● Input for this task
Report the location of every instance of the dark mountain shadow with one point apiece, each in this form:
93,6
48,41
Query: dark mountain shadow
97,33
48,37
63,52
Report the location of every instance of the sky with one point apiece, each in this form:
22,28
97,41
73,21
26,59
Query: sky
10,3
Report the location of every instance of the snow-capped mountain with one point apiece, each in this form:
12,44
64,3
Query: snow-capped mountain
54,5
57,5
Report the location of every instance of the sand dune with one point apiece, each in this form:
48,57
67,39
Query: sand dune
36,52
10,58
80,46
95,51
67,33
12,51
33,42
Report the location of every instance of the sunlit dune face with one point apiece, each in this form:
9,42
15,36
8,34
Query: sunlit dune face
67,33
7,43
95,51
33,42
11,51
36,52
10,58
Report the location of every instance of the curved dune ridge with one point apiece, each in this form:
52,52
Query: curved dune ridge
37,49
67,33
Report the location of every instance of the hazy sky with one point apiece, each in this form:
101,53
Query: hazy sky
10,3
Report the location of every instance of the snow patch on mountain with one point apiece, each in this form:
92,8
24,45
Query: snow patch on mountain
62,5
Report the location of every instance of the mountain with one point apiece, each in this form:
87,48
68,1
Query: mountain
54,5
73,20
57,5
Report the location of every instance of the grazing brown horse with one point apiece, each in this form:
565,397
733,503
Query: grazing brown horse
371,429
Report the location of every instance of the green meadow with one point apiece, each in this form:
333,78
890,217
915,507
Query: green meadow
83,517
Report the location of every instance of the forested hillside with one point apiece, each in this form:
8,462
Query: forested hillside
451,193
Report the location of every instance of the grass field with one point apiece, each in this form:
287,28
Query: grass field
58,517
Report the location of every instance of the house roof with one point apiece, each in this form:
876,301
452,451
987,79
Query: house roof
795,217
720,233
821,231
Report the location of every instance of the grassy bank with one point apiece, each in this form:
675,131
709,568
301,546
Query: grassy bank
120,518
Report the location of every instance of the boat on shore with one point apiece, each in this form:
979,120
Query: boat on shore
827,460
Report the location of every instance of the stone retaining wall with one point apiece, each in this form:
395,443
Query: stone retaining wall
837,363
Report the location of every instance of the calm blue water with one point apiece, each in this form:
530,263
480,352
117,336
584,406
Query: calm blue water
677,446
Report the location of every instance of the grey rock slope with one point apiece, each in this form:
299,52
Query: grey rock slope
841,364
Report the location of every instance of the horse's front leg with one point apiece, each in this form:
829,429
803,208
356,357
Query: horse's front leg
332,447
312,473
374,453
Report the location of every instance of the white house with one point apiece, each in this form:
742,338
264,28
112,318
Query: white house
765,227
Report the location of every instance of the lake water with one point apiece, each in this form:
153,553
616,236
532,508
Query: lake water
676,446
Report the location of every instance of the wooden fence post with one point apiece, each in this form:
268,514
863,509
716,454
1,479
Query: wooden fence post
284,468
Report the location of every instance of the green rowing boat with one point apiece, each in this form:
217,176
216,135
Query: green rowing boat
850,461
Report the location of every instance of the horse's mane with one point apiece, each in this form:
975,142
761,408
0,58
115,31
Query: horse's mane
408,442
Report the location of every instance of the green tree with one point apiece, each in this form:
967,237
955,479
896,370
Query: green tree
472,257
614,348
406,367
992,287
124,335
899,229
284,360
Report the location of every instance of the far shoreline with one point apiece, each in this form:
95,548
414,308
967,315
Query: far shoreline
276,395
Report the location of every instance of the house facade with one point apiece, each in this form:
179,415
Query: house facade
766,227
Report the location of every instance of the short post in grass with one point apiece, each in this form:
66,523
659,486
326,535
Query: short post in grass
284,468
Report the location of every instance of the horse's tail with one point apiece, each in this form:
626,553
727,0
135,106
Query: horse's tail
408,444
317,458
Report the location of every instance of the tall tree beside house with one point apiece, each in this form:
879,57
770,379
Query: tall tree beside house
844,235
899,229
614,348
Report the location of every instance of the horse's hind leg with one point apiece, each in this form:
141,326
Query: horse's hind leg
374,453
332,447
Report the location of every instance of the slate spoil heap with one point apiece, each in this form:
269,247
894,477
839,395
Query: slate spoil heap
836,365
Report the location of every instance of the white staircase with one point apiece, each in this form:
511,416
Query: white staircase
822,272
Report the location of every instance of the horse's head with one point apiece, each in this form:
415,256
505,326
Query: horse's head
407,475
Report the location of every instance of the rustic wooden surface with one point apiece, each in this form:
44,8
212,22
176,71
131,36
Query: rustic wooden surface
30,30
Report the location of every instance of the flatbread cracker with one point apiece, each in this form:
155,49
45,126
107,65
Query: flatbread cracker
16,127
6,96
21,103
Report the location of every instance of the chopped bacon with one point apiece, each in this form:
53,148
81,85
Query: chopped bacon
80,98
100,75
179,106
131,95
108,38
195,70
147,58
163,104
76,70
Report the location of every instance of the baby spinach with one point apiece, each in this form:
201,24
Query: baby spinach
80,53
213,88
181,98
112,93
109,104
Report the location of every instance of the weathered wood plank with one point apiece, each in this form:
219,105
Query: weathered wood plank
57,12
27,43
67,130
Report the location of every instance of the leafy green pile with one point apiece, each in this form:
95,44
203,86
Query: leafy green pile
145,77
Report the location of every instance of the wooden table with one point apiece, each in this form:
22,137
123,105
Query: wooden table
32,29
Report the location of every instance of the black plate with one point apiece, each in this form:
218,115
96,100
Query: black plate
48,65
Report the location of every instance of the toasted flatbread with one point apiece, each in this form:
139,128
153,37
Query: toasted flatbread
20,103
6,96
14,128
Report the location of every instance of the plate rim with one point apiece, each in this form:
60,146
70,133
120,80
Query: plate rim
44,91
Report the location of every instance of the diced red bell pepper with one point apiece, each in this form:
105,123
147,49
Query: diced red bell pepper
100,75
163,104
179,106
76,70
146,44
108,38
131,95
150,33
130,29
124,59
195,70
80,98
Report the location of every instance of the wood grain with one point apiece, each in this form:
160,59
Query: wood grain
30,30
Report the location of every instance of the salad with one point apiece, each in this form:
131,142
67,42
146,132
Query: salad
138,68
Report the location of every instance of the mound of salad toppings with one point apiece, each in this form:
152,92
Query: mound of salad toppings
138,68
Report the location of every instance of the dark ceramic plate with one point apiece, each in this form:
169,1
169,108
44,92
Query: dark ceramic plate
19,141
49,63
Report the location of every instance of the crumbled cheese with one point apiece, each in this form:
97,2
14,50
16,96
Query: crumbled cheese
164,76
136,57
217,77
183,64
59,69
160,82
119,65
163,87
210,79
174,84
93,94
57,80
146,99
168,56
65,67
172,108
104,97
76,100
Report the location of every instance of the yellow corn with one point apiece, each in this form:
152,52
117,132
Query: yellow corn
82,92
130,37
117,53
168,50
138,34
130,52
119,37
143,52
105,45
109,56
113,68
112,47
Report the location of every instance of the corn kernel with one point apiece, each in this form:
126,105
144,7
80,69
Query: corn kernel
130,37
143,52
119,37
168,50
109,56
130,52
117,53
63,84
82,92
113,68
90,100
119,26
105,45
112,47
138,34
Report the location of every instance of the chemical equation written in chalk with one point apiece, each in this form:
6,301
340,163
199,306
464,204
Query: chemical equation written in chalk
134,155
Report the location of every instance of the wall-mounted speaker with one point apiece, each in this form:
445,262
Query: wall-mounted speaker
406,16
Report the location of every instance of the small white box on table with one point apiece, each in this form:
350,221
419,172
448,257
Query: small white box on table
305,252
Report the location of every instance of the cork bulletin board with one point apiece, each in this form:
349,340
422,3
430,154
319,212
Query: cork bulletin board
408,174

● What the exercise asks
Reproduce everything from the line containing "Report the location of every instance of the small" down to the end of the data above, with no changes.

● Result of this task
Report the location of every instance of the small white box on table with one point apiece, each in this form:
350,221
419,172
448,257
Query: small white box on table
305,252
Report the location of every instance of the cork bulletin board with one point apiece, each in this form:
349,340
422,3
430,154
319,212
Query: cork bulletin board
408,174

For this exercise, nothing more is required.